▶ _Text section_
In A (Fact-Finding), HHJ Clayton strongly criticised, and awarded costs against, a local authority and Clinical Commissioning Group after their pursuit of a fundamentally flawed approach to the best interests of P, a young man with a severe global delay, who was unable to communicate verbally.
P had been placed in care as a child. His mother and aunt had died and his siblings had been adopted or placed under special guardianship orders. P was accommodated in a residential home where his key worker, TQ established a rapport with him and clearly "cares for him greatly and so offers him something which no one else does in his life".
When P was 18 he was moved to an alternative placement, I. There was a delay in arranging a standard authorisation so P was initllay unlawfully detained. TQ wanted to continue to visit P after the move and to be appointed as his personal welfare deputy. When her contact was terminated, she applied to the Court of Protection to be appointed as deputy. The Court ordered her contact with P to re-commence and after 3 days of evidence (there are two references to "vigorous cross-examination" of the witnesses for the statutory bodies), TQ was appointed as P's deputy with extensive powers. Birmingham Children's Trust (BST) and NHS Birmingham and Solihull Clinical Commissioning Group were ordered to pay the Official Solicitor's costs between them.
Wholesale failings to comply with the Mental Capacity Act emerged from the evidence, stemming from BST's "policy" that the mere fact that TQ had been a paid carer for P compelled a conclusion that she should have no further involvement in P's life. The policy became the only factor in determining P's best interests and led to the best interests checklist in section 4 MCA being ignored. The judge further noted that "once following that policy it seemed that evidence was presented in such a way as to support that policy rather than presented in an informative and fair-minded way".
HHJ Clayton said at [23]:
"There was a failure to carry out capacity assessments in a timely manner, and or at all, and a failure to record them in writing. The capacity assessment as to contact took place 3 months after the best interests decision was taken to prevent TQ having contact with P. The quality of the best interests decision making was poor as has been canvassed already within this Judgment. The identity of those involved was not even clear to those participating."

▶ _Data shown_
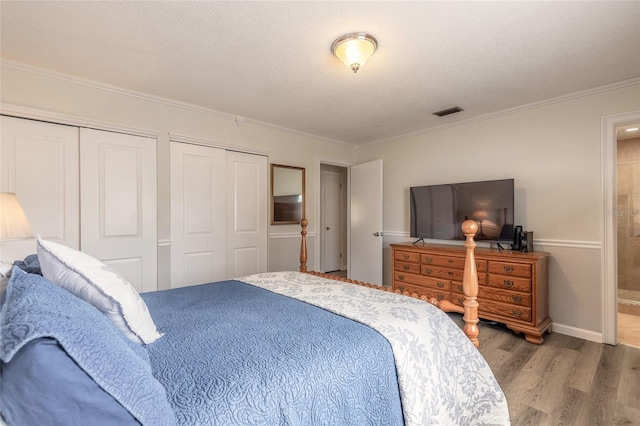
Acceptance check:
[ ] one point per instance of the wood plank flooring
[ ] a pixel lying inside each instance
(565, 381)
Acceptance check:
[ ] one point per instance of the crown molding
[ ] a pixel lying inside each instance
(176, 137)
(238, 120)
(72, 120)
(533, 105)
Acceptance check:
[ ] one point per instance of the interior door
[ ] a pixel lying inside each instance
(118, 204)
(30, 150)
(198, 214)
(365, 256)
(246, 214)
(331, 204)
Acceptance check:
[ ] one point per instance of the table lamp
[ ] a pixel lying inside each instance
(13, 225)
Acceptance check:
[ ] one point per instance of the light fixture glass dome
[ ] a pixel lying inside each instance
(354, 49)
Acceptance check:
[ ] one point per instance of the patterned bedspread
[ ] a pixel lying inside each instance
(443, 378)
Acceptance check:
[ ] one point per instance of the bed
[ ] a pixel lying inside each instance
(79, 346)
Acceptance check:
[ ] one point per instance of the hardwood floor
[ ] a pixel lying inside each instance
(565, 381)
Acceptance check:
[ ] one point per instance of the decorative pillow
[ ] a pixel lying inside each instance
(100, 285)
(30, 264)
(64, 362)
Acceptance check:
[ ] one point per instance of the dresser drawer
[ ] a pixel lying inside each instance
(448, 262)
(422, 291)
(488, 293)
(513, 312)
(436, 271)
(413, 268)
(505, 296)
(457, 285)
(408, 278)
(509, 283)
(510, 269)
(407, 256)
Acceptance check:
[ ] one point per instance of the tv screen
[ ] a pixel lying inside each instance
(437, 211)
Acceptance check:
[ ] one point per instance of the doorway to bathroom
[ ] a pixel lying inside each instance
(628, 233)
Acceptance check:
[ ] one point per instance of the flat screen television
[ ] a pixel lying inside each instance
(437, 211)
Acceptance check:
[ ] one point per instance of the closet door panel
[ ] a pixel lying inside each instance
(198, 224)
(119, 204)
(39, 162)
(246, 214)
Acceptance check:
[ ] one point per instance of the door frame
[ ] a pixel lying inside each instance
(318, 178)
(609, 251)
(341, 208)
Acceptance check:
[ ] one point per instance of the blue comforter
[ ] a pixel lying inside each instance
(233, 353)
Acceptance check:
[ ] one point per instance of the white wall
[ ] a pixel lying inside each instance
(553, 150)
(63, 96)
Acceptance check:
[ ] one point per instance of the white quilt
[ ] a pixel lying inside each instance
(443, 379)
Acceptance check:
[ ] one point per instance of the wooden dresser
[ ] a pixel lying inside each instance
(512, 286)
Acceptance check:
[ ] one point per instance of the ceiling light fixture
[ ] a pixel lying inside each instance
(354, 49)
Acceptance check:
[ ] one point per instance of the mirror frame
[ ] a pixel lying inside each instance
(273, 199)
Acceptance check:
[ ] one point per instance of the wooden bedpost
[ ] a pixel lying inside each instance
(303, 245)
(470, 283)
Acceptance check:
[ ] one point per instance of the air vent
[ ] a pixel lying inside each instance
(448, 111)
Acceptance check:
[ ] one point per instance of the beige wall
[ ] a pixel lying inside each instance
(553, 151)
(628, 214)
(31, 89)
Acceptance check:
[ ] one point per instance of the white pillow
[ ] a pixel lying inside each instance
(100, 285)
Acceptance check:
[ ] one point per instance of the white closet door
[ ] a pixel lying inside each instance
(119, 204)
(39, 162)
(246, 214)
(197, 214)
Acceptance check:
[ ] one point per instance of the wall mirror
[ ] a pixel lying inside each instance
(287, 194)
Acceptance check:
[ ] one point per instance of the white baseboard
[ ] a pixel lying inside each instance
(577, 332)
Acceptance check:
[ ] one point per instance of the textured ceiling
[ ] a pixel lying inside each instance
(270, 61)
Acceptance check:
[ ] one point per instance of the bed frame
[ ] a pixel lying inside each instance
(469, 281)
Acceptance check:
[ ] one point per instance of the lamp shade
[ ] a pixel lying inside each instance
(13, 222)
(354, 49)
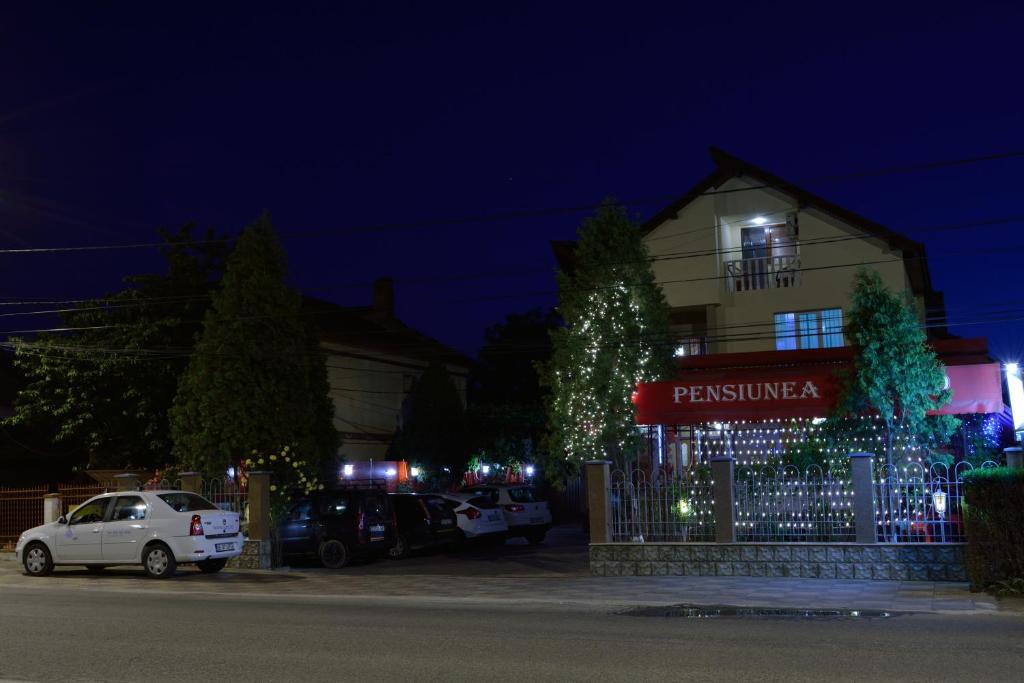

▶ _Prompt_
Continue the Court of Protection case summary from where it stops. You won't need the entries.

▶ _Written answer_
This was not a technicality - it was because the letter and spirit of the MCA was ignored that the decision-making was so poor and
"led to a wholesale failure of best interest decisions in respect of P as to his contact with TQ; a failure to include TQ, as a person important to P, in the decision making process; a lack of structure in any decision making as to whether TQ should be appointed as P’s PWD; failure to make timely decisions as to repair of damage furniture in P’s bedroom, to order a new hoist sling to replace the damaged one being used, to agree funding for his sleep system which he had been assessed to need; failure to apply for authorization of his deprivation of liberty under schedule A1 MCA 2005 prior to his move to Placement 1 so that he was unlawfully deprived of his liberty and without the protection of the Deprivation of Liberty Safeguards for a period of time".
Comment: Thanks to the tenacity of TQ and the Official Solicitor, this case has a happy ending to the extent that TQ will continue to have involvement and oversight in P's life. Individuals less determined than TQ might have accepted defeat and simply withdrawn from P's life. Given P's communication difficulties he would effectively have been left without a voice.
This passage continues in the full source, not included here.